* Written task *
Please return, word for word, the lines of the listing below from the one containing "the bus destination" through the last line of the listing, both included.

--- start of Records provided ---

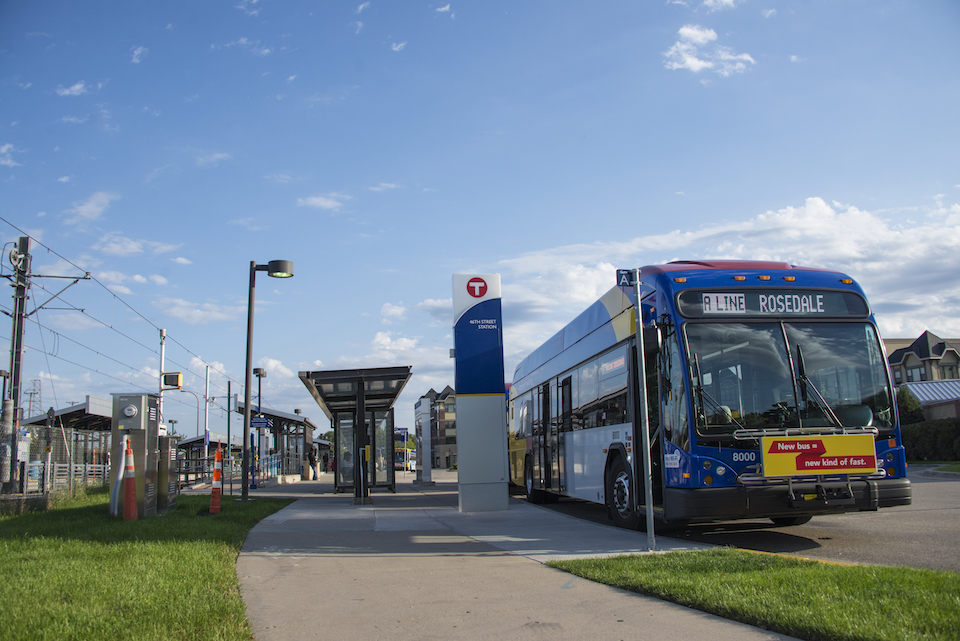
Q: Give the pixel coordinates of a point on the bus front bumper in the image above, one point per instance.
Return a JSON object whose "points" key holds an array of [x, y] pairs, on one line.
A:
{"points": [[783, 500]]}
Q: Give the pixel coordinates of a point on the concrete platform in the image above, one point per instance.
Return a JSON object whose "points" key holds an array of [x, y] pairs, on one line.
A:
{"points": [[411, 566]]}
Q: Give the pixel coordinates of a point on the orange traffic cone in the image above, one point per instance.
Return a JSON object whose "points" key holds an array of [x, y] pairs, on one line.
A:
{"points": [[129, 485], [215, 494]]}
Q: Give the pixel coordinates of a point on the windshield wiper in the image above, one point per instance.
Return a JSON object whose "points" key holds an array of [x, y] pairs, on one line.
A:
{"points": [[807, 385], [703, 394]]}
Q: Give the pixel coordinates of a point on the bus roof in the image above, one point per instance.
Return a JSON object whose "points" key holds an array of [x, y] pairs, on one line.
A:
{"points": [[686, 265], [618, 300]]}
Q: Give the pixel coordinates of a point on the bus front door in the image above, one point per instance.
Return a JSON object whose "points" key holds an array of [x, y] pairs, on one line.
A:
{"points": [[548, 427]]}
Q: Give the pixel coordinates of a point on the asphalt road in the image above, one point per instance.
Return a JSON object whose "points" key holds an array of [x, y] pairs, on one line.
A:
{"points": [[925, 534]]}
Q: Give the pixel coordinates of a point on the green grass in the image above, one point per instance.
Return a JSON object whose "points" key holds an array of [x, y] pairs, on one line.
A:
{"points": [[75, 572], [805, 599]]}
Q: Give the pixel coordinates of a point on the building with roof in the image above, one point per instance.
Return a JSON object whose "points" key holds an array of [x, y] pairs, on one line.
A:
{"points": [[440, 410], [938, 399], [928, 367], [927, 358]]}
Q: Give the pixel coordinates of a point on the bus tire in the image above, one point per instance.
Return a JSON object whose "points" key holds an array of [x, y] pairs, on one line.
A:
{"points": [[533, 495], [621, 497]]}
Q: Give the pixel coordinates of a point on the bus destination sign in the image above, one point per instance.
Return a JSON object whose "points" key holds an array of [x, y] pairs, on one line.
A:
{"points": [[752, 302]]}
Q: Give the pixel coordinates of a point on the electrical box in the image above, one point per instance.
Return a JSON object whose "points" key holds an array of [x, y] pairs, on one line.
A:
{"points": [[136, 418], [173, 380], [167, 485]]}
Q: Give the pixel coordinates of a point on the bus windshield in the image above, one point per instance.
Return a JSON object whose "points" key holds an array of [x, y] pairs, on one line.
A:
{"points": [[787, 375]]}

--- end of Records provided ---

* Exercise response *
Q: Give the pixel coordinates of a point on the bus destination sign in the image above, one point per instance.
Return a JSON object whose "points" key holds an array of [x, y] pairs, on one line.
A:
{"points": [[752, 302]]}
Q: Give the pixel coordinates of a point on the electrical box in the image above, one point per instance.
Return a JSON object whose "points" key holds an array of [x, y] pairs, on one line.
A:
{"points": [[136, 418], [173, 380], [167, 485]]}
Q: Give the pixel coordinates of a point on the bus windshield in the image above, one point per instance.
Return a JSON object whose "points" key holds an array of [x, y] pairs, on one line.
A:
{"points": [[787, 375]]}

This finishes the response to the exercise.